= EXERCICE =
Prolongez le texte sur la Constitution de la Ve République et l'élection présidentielle en reprenant juste après sa dernière phrase.

==== TEXTE SOURCE ====

Question 1 => 2000 réforme constitutionnelle du quinquennat et inversion du calendrier électoral.
+ 1962 modification de la constitution pour élire le Président de la République au SUD.
Points abordés : A quoi sert la Constitution ? Comment la modifie-on ?
+ Une constitution voulue par De Gaulle pour donner plus de pouvoir à l'exécutif. Comparaison IV/ Ve (régime parlementaire, régime semi-présidentiel.)
+ raisons de la la modification constitutionnelle de 2000 : expliquer les cohabitations.
Question 2 et 3 +5 => Partis = producteurs de programmes, animateurs du débat public, sélectionnent les candidats aux élections. + "représentation très appauvrie de la démocratie, réduite à la simple capacité des citoyens à se choisir périodiquement un chef"
Points Abordés : Mais de plus en plus, de simples "écuries présidentielles" : la fameuse rencontre d'un Homme et de la Nation.
Cf En Marche ! et les conditions de la candidature d'Emmanuel Macron pour l'élection de 2017. La volonté d'un dépassement du clivage gauche/droite.
Il est possible de compléter avec une référence interessante, le livre de
On peut aussi faire des analyses d'affiches présidentielles/slogan de Mitterrand à nos jours.
Question 4 = l'attachement des Français à l'élection présidentielle peut se mesurer à la comparaison des taux de participation. S'agit-il d'attachement ou de la compréhension que le seul véritable enjeu se trouve dans ces élections ?
Possibilité d'approfondir sur la dépolitisation de l'OP (au sens d'une connaissance plus floue des corpus idéologiques), la faiblesse des militants et des membres des partis politiques.
Question 6 = "Loin de la figure d’arbitre au-dessus de la mêlée partisane défendue par de Gaulle en 1958, le président de la République est bien devenu, du fait de son élection au suffrage universel direct, le chef d’un camp (vainqueur d’un autre, au second tour) – un chef partisan, ayant remporté des élections compétitives, et qui prétend en conséquence gouverner. Cumulant le statut officiel de chef de l’État et celui, officieux, de chef du gouvernement (le premier ministre ne pouvant plus apparaître que comme un simple « collaborateur »), il veut bénéficier de la protection due au premier, tout en assumant les pouvoirs de gouvernement du second"

==== DONNÉES PRÉSENTÉES ====

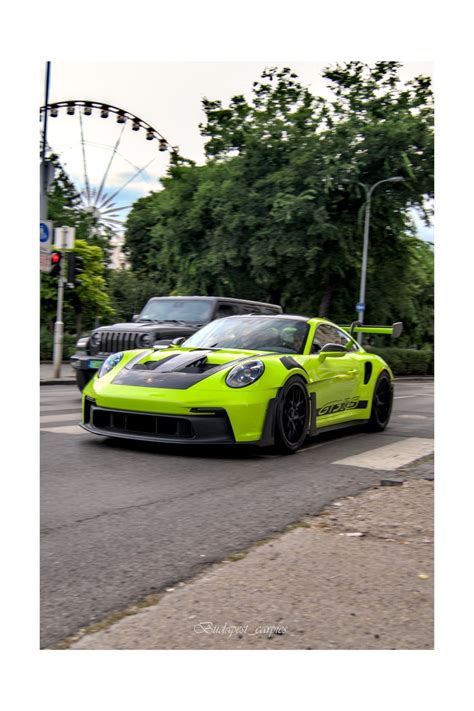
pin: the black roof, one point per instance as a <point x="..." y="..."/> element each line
<point x="217" y="298"/>
<point x="290" y="317"/>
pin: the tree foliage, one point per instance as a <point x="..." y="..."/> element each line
<point x="276" y="212"/>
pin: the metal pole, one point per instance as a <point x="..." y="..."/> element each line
<point x="59" y="324"/>
<point x="365" y="251"/>
<point x="44" y="171"/>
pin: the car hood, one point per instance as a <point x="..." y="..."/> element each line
<point x="179" y="368"/>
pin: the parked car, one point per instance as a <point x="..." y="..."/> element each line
<point x="163" y="319"/>
<point x="260" y="380"/>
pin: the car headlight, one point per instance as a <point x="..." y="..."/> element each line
<point x="109" y="363"/>
<point x="245" y="374"/>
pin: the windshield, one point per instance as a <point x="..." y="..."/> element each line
<point x="187" y="310"/>
<point x="282" y="335"/>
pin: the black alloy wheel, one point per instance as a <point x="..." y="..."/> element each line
<point x="381" y="403"/>
<point x="292" y="417"/>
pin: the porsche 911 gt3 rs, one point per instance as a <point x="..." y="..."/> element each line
<point x="260" y="380"/>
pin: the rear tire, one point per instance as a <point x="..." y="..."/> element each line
<point x="382" y="401"/>
<point x="83" y="377"/>
<point x="292" y="417"/>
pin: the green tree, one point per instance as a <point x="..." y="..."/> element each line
<point x="276" y="212"/>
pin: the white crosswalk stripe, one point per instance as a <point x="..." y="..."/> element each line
<point x="68" y="429"/>
<point x="391" y="456"/>
<point x="60" y="418"/>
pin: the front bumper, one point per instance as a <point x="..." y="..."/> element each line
<point x="199" y="426"/>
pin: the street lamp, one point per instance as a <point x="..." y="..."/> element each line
<point x="368" y="193"/>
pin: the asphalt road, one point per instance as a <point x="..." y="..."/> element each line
<point x="122" y="520"/>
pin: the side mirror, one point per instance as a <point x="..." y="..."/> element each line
<point x="332" y="350"/>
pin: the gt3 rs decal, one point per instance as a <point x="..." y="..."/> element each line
<point x="352" y="403"/>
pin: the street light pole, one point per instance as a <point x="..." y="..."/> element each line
<point x="45" y="170"/>
<point x="365" y="249"/>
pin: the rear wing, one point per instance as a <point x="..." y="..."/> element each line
<point x="356" y="327"/>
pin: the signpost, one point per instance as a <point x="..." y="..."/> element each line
<point x="63" y="239"/>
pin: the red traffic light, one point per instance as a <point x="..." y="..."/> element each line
<point x="55" y="263"/>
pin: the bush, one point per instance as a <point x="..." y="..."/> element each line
<point x="406" y="361"/>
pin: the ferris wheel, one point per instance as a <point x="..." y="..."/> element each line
<point x="108" y="162"/>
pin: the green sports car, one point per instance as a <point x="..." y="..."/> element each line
<point x="260" y="380"/>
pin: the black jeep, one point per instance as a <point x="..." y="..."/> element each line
<point x="163" y="319"/>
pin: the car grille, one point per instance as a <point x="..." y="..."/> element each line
<point x="134" y="422"/>
<point x="211" y="425"/>
<point x="114" y="341"/>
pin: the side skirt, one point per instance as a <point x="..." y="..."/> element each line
<point x="341" y="426"/>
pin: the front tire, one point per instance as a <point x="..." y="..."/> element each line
<point x="292" y="417"/>
<point x="83" y="377"/>
<point x="382" y="401"/>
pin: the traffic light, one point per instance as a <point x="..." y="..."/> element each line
<point x="55" y="269"/>
<point x="75" y="267"/>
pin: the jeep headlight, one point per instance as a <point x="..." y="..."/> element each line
<point x="81" y="344"/>
<point x="245" y="374"/>
<point x="148" y="339"/>
<point x="109" y="363"/>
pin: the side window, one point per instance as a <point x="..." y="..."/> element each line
<point x="245" y="310"/>
<point x="224" y="310"/>
<point x="326" y="333"/>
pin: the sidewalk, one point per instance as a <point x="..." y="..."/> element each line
<point x="68" y="376"/>
<point x="358" y="576"/>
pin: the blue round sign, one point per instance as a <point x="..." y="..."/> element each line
<point x="44" y="232"/>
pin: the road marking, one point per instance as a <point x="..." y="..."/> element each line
<point x="68" y="429"/>
<point x="415" y="417"/>
<point x="391" y="456"/>
<point x="402" y="397"/>
<point x="58" y="406"/>
<point x="60" y="418"/>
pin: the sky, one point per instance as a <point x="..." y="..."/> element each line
<point x="166" y="95"/>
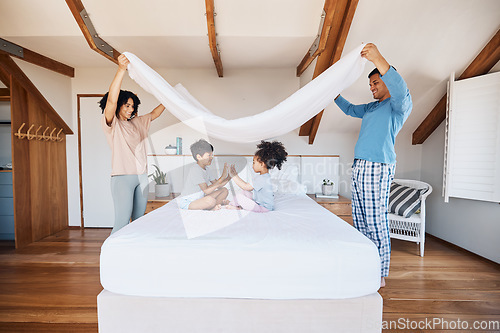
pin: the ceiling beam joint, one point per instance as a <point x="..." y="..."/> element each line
<point x="12" y="49"/>
<point x="212" y="36"/>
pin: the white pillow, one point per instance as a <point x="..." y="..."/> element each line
<point x="286" y="186"/>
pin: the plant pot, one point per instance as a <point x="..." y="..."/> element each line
<point x="162" y="190"/>
<point x="327" y="189"/>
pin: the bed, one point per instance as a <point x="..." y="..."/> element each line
<point x="298" y="268"/>
<point x="298" y="251"/>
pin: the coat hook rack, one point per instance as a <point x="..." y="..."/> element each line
<point x="19" y="134"/>
<point x="28" y="135"/>
<point x="44" y="136"/>
<point x="38" y="137"/>
<point x="52" y="138"/>
<point x="59" y="138"/>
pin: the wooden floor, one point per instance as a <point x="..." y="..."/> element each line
<point x="52" y="285"/>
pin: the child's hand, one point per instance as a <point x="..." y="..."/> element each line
<point x="225" y="172"/>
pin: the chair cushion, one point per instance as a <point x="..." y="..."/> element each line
<point x="404" y="200"/>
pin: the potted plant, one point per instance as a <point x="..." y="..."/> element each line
<point x="162" y="187"/>
<point x="327" y="187"/>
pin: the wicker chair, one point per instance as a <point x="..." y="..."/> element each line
<point x="411" y="228"/>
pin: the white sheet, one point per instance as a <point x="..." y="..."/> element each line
<point x="290" y="114"/>
<point x="298" y="251"/>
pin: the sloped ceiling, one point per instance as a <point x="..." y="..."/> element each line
<point x="424" y="39"/>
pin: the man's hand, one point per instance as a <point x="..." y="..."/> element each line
<point x="371" y="53"/>
<point x="232" y="171"/>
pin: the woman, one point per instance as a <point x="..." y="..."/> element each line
<point x="126" y="133"/>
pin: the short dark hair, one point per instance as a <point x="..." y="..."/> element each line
<point x="272" y="154"/>
<point x="123" y="98"/>
<point x="376" y="71"/>
<point x="201" y="147"/>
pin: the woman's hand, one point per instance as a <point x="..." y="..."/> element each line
<point x="232" y="171"/>
<point x="123" y="62"/>
<point x="225" y="172"/>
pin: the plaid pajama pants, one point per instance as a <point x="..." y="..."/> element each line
<point x="371" y="183"/>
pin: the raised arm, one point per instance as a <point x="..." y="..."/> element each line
<point x="371" y="53"/>
<point x="349" y="109"/>
<point x="157" y="111"/>
<point x="114" y="89"/>
<point x="240" y="182"/>
<point x="218" y="183"/>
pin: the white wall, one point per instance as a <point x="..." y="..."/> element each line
<point x="472" y="225"/>
<point x="246" y="92"/>
<point x="239" y="93"/>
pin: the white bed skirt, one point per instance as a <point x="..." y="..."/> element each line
<point x="120" y="313"/>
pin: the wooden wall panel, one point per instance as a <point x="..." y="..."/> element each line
<point x="21" y="167"/>
<point x="48" y="179"/>
<point x="39" y="173"/>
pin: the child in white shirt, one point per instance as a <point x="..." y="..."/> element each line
<point x="201" y="190"/>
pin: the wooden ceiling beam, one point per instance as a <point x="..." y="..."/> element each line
<point x="342" y="18"/>
<point x="212" y="36"/>
<point x="4" y="94"/>
<point x="35" y="58"/>
<point x="319" y="43"/>
<point x="95" y="42"/>
<point x="16" y="74"/>
<point x="4" y="77"/>
<point x="481" y="65"/>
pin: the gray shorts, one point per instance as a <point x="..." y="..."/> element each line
<point x="183" y="202"/>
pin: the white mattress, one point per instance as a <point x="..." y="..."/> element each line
<point x="298" y="251"/>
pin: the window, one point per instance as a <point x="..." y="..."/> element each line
<point x="472" y="139"/>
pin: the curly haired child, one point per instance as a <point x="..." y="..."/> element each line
<point x="259" y="197"/>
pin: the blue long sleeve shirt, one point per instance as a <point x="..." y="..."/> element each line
<point x="381" y="121"/>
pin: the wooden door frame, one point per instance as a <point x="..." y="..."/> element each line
<point x="79" y="96"/>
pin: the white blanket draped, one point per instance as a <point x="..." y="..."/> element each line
<point x="282" y="118"/>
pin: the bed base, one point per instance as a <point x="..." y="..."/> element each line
<point x="121" y="313"/>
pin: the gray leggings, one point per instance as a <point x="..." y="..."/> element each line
<point x="130" y="197"/>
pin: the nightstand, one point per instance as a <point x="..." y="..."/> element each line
<point x="340" y="206"/>
<point x="156" y="202"/>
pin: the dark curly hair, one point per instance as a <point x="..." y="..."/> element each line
<point x="122" y="100"/>
<point x="201" y="147"/>
<point x="272" y="154"/>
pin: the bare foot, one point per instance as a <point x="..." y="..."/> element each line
<point x="217" y="207"/>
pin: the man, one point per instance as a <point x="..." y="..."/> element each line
<point x="374" y="155"/>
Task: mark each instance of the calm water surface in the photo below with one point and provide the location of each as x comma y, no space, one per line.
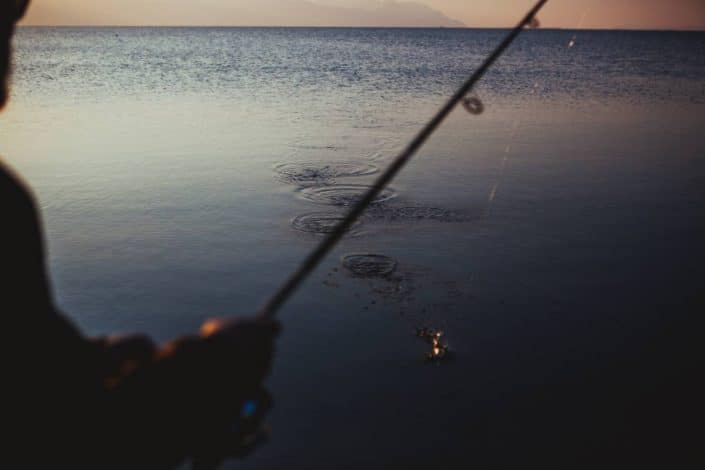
562,227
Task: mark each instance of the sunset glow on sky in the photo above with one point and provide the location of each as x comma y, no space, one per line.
609,14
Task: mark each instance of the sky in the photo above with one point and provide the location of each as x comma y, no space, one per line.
607,14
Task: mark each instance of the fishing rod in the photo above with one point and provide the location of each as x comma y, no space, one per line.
248,426
287,289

====

= RÉPONSE RÉDIGÉE =
Points abordés : Les pouvoirs propres du Président + la soumission du 1er ministre au Président (cf le mot de Sarkozy à propos de François Fillon, "mon collaborateur") < légitimité de l'élection du Président au SUD et l'élection législative qui suit l'élection présidentielle et donc qui donne une "majorité présidentielle". Donc le Président est le chef de l'exécutif et cumule de fait les pouvoirs du 1er Ministre aux siens. Expliquer "irresponsabilité" et la responsabilité du gvt devant l'Assemblée nationale : à cette occasion, motion de défiance/motion de censure (mécanisme et historique)
Question 7 et 8 : résultat des législatives de 2022 = majorité relative. A mettre en lien avec "[EM] n’a remporté un second mandat, en 2022, qu’en raison de l’identité de son adversaire" + "la machine s'enraye". => une coalition avec LR mais implicite, qui s'est vue par le refus de LR de voter les motions de censure et un soutien au Sénat
Points abordés : ce qu'est une coalition électorale, ce qu'est un accord de gouvernement, ce qu'est le "fait majoritaire". Le choix du 1er ministre doit se faire dans le groupe arrivé en tête et les équilibres de la composition de son gvt reflètent les équilibres de sa majorité de coalition. Or = état des équilibres politiques actuels.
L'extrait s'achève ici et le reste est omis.